■ Article ■
This is supposed to indicate to you how much space each option will
consume.  So if you turn on redundancy, you're going to use up some of
the available disk space for that mirroring.

I don't believe they are hooked up yet - at least not on the alpha.
Perhaps they will make more sense when they do something?  Or perhaps,
they don't really make sense like this at all and a tooltip with the
same information is better.

> 2. Redundancy (mirror) is presumably "-d raid1", unclear why it's
> checkable with one disk.
> 
> 3. Optimized performance (stripe) is presumably "-d raid0", unclear
> why it's checkable with one disk.

dlehman will have to weigh in here, but most of this isn't really usable
on the alpha yet given that the alpha does not require custom
partitioning to work.  I know he's put a lot of time into this screen
lately for post-alpha.

> 4. The Technology pop-up menu is unclear which option it applies to,
> I'm guessing just mirroring and striping. A thin black line separating
> would make this more clear. Or drop the option entirely (honestly in a
> GUI I don't see the advantage of LVM or MD over btrfs integrated RAID,
> compared to the cluttering of the UI that results from providing the
> choice.)

I'll see what mizmo thinks about making this a little more separated
out.  Believe it or not, though, a fair number of people want to do
things like LVM-on-RAID (or the other way around - I don't really
remember).

■ Written tasks ■
**a)** Report every line in the rows that contains the string "green", copying each one in full.
**b)** Pick up the partitioning-screen discussion above where it stops and continue it.

■ Extracted entries ■

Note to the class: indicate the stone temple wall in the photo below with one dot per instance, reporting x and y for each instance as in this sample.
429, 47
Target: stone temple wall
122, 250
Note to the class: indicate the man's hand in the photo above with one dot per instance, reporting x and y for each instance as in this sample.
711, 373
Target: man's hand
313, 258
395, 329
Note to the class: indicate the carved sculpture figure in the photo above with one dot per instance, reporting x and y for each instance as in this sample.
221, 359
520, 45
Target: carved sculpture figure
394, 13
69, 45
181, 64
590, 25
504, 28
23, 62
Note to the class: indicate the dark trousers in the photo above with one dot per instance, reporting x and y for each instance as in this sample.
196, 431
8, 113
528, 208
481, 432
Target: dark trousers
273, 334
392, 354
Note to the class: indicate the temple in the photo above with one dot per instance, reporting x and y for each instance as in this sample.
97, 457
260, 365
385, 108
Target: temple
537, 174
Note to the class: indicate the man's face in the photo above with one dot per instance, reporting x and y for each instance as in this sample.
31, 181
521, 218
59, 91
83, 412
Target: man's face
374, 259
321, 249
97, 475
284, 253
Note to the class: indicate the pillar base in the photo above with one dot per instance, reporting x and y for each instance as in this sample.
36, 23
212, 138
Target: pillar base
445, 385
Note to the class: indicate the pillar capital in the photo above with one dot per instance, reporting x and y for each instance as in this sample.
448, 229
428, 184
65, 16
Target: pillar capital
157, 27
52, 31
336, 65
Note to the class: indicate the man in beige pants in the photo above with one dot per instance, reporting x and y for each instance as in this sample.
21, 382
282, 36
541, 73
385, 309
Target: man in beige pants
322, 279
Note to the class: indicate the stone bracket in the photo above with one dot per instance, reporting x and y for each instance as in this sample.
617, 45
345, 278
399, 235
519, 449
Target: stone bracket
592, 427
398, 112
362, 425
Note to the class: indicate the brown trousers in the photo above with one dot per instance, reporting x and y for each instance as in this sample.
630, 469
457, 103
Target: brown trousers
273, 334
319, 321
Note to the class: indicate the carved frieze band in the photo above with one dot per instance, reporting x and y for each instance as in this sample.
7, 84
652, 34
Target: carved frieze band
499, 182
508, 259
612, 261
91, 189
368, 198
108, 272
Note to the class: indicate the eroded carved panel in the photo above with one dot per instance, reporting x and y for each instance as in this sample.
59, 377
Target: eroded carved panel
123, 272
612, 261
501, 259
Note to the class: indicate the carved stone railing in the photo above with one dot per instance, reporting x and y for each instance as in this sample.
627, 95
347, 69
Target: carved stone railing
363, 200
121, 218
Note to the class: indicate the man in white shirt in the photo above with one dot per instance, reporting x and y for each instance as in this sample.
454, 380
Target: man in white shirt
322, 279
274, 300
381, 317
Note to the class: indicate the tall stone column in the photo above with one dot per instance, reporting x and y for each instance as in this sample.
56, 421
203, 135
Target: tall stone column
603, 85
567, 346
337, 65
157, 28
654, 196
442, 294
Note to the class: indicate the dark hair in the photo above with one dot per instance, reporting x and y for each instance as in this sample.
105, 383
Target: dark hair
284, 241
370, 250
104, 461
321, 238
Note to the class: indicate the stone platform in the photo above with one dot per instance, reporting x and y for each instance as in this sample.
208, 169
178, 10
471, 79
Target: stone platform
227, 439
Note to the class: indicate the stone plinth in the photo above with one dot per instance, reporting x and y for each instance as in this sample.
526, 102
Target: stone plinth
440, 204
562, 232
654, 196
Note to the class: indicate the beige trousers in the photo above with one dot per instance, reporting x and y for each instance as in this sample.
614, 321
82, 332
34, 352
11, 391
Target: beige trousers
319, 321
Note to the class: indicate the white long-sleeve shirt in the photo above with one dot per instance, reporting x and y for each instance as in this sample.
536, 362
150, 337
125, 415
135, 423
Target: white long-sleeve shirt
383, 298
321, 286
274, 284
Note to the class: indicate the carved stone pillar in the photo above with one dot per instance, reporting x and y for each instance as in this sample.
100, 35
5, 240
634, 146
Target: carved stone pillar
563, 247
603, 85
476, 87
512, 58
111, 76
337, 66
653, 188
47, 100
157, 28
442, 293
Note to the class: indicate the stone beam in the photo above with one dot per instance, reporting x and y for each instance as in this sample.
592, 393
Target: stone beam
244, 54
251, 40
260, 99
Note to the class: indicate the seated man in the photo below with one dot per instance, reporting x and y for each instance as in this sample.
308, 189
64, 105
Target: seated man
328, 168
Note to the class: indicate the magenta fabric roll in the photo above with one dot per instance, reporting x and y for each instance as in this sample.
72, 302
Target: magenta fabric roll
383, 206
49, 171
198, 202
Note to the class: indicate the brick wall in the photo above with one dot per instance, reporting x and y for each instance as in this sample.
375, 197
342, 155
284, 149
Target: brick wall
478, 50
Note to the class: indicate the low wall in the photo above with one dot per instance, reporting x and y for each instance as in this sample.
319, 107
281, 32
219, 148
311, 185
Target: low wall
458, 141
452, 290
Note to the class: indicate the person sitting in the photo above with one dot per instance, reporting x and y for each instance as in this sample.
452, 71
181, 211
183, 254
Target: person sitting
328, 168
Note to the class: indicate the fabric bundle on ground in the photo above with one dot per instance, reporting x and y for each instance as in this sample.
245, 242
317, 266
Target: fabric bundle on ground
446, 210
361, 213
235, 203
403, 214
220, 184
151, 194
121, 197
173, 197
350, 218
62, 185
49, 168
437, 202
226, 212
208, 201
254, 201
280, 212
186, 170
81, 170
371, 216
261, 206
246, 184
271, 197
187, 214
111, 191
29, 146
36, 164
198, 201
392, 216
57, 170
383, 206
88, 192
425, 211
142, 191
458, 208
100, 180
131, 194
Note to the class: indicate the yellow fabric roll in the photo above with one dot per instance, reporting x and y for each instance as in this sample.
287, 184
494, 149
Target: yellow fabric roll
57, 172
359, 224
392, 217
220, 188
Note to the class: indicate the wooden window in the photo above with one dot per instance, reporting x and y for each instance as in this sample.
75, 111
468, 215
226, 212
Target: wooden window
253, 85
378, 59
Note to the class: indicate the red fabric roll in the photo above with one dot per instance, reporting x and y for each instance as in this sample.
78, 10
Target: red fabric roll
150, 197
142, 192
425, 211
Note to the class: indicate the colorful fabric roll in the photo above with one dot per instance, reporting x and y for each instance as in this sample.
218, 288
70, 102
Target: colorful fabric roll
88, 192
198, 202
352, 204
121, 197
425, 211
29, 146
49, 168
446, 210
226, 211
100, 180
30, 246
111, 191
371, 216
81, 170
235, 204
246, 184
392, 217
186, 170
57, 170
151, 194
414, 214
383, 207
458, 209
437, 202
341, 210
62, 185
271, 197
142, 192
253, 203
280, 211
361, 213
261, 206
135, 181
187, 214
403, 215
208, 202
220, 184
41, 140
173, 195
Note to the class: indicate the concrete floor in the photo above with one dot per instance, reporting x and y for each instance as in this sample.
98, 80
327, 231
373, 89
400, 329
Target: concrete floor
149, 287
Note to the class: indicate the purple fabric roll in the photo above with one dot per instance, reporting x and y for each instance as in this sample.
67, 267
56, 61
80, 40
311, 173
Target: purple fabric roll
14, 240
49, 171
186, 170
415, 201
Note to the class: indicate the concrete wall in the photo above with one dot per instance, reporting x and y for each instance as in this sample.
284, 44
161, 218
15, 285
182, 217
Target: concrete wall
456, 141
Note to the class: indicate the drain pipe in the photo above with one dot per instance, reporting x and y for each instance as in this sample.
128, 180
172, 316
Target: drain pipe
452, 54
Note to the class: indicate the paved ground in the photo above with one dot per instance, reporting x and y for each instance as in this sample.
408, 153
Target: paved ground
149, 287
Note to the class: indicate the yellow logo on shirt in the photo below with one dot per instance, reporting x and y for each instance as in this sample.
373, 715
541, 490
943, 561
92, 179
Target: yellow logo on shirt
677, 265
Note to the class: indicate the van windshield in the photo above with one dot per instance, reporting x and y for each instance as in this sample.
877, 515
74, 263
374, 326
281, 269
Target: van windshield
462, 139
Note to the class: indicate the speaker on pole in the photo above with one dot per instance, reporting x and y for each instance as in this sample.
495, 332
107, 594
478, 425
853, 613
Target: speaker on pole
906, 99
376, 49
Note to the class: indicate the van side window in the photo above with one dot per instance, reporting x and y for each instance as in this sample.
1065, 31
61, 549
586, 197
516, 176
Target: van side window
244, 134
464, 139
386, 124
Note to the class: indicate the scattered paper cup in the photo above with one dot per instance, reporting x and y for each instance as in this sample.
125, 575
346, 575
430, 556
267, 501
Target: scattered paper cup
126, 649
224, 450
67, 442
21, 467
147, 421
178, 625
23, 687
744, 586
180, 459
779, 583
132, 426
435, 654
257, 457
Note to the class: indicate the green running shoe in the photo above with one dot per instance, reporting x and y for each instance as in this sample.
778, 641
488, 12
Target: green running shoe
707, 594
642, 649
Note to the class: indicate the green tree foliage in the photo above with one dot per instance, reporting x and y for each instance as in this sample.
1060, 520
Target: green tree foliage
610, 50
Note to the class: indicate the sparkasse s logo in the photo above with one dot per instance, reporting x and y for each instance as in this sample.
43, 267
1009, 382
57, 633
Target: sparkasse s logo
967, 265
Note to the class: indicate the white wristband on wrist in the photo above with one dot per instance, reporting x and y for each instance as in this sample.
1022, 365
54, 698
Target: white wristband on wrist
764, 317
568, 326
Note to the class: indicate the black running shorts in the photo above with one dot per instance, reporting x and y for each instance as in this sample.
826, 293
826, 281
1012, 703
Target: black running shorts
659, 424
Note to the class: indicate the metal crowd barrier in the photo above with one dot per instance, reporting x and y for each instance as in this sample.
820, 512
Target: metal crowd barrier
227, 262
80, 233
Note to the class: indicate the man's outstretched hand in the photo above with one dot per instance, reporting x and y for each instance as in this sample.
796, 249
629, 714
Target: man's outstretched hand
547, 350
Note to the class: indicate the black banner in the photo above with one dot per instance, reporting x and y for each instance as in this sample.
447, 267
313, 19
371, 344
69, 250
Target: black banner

■ Responses ■
**a)**
Note to the class: indicate the green running shoe in the photo above with one dot per instance, reporting x and y for each instance as in this sample.
Target: green running shoe
Note to the class: indicate the green tree foliage in the photo above with one dot per instance, reporting x and y for each instance as in this sample.
Target: green tree foliage

**b)**
> 5. Error detection (parity). Is this the metadata profile? If so, I
> think it being unchecked by default is confusing, because there isn't
> a -m none option. I'd even suggest the UI could be eliminated by
> making some reasonable choices for the user based on the first two
> options:
> 
> Single disk, use metadata default of duplicated on that single disk.
> Multiple disk where -d raid0 or raid1, use -m raid1 because it's safer.
> Multiple disk where -d raid10, use -m raid10

For RAID, at least, I believe this option is basically for toggling
RAID6.

> 6. Compression lacks an LZO option, and defaults to ZLIB.

We're walking a bit of a fine line here with how much data to present on
this screen.  I don't really think we want to offer different
compression algorithms as a drop-down or something.  So, whatever is the
recommended scheme is the one we should default to.